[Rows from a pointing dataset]

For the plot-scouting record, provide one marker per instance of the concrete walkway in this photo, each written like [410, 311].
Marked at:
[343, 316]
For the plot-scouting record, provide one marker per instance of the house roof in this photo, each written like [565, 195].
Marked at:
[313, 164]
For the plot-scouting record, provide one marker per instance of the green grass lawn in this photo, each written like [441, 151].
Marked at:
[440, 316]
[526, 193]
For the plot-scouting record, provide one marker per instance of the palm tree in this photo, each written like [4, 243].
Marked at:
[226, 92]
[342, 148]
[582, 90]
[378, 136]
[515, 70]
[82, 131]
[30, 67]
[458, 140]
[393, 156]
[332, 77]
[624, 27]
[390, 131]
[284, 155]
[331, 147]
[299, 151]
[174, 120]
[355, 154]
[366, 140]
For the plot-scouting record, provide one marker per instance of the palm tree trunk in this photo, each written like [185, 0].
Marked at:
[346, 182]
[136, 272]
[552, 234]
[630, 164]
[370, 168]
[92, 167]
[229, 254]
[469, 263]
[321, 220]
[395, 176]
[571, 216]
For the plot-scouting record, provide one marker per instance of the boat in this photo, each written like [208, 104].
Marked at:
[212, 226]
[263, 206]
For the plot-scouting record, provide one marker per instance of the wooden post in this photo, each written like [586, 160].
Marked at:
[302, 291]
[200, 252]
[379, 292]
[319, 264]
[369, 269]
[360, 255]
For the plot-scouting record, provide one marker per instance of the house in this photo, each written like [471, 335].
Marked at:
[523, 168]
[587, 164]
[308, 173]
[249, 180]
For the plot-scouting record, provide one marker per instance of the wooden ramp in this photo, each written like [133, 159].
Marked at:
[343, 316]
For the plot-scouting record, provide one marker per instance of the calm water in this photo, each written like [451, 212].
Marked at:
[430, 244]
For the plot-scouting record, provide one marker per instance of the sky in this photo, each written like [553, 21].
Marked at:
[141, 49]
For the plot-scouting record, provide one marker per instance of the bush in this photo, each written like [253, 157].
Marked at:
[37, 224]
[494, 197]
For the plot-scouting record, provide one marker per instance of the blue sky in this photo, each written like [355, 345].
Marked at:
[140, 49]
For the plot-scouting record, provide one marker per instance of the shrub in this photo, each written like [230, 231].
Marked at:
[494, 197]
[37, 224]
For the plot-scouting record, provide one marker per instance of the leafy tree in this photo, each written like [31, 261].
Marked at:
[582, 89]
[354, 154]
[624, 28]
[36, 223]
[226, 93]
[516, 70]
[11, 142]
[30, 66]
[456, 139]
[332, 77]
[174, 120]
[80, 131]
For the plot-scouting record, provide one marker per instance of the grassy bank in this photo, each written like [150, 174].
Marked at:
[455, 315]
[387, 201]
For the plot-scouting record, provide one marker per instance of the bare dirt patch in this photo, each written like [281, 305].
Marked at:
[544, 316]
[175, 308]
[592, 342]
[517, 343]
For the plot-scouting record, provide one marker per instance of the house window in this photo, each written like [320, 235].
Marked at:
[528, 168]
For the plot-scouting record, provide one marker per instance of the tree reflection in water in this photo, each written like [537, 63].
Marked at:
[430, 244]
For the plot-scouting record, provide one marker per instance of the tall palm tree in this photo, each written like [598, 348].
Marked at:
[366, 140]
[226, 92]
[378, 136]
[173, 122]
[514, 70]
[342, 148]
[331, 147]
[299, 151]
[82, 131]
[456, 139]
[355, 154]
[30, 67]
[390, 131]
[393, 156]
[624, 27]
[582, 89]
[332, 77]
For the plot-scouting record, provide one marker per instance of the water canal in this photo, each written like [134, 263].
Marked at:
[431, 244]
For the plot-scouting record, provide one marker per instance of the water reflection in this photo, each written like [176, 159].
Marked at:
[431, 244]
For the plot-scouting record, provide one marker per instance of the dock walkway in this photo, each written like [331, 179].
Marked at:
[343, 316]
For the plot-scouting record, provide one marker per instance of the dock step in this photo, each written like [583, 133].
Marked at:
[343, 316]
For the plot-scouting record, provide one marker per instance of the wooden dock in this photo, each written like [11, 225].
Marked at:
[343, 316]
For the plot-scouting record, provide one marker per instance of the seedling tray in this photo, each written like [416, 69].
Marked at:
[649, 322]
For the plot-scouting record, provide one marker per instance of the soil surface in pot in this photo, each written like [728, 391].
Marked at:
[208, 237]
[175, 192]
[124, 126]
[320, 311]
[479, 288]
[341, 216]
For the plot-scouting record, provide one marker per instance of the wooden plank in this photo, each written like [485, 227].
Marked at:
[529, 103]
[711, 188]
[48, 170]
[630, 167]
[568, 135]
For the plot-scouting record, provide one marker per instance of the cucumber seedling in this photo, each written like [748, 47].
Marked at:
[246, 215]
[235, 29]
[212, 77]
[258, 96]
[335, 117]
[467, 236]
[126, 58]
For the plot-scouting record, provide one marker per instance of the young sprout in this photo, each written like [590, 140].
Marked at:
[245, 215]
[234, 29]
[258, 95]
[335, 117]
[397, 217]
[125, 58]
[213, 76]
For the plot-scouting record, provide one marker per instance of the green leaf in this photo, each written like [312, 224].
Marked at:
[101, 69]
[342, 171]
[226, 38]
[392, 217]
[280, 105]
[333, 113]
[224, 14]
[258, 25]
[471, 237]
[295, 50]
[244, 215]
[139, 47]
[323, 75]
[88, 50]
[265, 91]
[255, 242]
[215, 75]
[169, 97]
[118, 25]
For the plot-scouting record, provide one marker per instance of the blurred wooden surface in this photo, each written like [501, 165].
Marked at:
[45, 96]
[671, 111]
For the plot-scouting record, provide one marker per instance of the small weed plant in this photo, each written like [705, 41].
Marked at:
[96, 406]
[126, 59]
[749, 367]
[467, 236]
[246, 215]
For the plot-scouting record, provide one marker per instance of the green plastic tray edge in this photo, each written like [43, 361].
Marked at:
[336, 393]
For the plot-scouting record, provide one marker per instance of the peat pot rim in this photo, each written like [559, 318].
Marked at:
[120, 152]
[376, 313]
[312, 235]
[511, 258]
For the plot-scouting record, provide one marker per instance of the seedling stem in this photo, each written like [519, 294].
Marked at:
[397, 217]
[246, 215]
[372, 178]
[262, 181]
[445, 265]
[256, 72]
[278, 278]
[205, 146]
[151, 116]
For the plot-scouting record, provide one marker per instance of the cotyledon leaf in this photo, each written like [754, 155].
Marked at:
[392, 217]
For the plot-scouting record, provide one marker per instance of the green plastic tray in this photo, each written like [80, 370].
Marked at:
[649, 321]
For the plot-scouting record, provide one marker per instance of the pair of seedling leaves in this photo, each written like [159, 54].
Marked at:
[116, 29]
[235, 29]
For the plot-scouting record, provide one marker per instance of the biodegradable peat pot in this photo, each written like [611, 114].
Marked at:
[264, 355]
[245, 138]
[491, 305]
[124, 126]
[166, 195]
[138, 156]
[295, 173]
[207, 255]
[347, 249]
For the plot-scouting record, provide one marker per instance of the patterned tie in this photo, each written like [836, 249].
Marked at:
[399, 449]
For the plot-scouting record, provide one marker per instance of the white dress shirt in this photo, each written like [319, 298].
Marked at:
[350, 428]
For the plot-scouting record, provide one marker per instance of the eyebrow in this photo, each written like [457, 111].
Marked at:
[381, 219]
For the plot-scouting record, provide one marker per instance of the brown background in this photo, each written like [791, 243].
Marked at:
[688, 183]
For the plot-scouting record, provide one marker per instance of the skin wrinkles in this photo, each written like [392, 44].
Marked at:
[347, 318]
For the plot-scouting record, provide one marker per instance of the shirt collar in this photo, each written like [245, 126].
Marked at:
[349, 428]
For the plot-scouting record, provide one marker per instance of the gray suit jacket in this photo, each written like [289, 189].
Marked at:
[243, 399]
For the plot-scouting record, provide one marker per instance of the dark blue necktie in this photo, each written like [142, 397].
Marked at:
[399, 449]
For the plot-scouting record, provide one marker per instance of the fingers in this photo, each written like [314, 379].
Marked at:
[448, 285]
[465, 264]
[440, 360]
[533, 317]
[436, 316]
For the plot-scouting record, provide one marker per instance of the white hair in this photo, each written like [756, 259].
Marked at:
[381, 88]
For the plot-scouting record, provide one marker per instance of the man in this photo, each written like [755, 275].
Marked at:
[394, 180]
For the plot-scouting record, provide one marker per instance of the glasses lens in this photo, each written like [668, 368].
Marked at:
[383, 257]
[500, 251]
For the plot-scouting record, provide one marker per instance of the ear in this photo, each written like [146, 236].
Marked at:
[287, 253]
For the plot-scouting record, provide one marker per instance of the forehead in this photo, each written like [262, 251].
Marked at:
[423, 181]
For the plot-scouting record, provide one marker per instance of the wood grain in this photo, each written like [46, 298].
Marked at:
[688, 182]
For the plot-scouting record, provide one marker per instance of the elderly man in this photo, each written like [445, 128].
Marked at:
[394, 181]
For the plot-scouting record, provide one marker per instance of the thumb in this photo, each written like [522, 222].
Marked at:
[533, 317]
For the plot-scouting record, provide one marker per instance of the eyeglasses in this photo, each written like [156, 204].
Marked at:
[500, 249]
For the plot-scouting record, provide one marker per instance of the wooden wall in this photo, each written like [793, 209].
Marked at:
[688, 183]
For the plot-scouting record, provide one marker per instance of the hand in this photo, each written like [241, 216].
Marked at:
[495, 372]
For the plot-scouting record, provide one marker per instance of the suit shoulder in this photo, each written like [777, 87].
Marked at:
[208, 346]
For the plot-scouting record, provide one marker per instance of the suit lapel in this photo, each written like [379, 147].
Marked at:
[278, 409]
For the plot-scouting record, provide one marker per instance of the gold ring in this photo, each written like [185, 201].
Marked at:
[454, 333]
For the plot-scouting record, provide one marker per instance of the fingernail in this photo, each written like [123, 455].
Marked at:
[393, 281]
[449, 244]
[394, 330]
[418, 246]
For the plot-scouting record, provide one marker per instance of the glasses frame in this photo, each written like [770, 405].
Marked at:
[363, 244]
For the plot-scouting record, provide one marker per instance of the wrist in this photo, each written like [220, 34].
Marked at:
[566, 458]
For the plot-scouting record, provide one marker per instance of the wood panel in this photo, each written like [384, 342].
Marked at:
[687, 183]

PROBLEM →
Render everything from the line containing "like [384, 342]." down to the last of the lines above as a numbered list, and leave out any blank lines.

RESPONSE FOR THIS EXERCISE →
1. For the plot-scouting record, provide one marker per instance of the wood panel in this photo, each written like [384, 342].
2. Marked at:
3. [687, 183]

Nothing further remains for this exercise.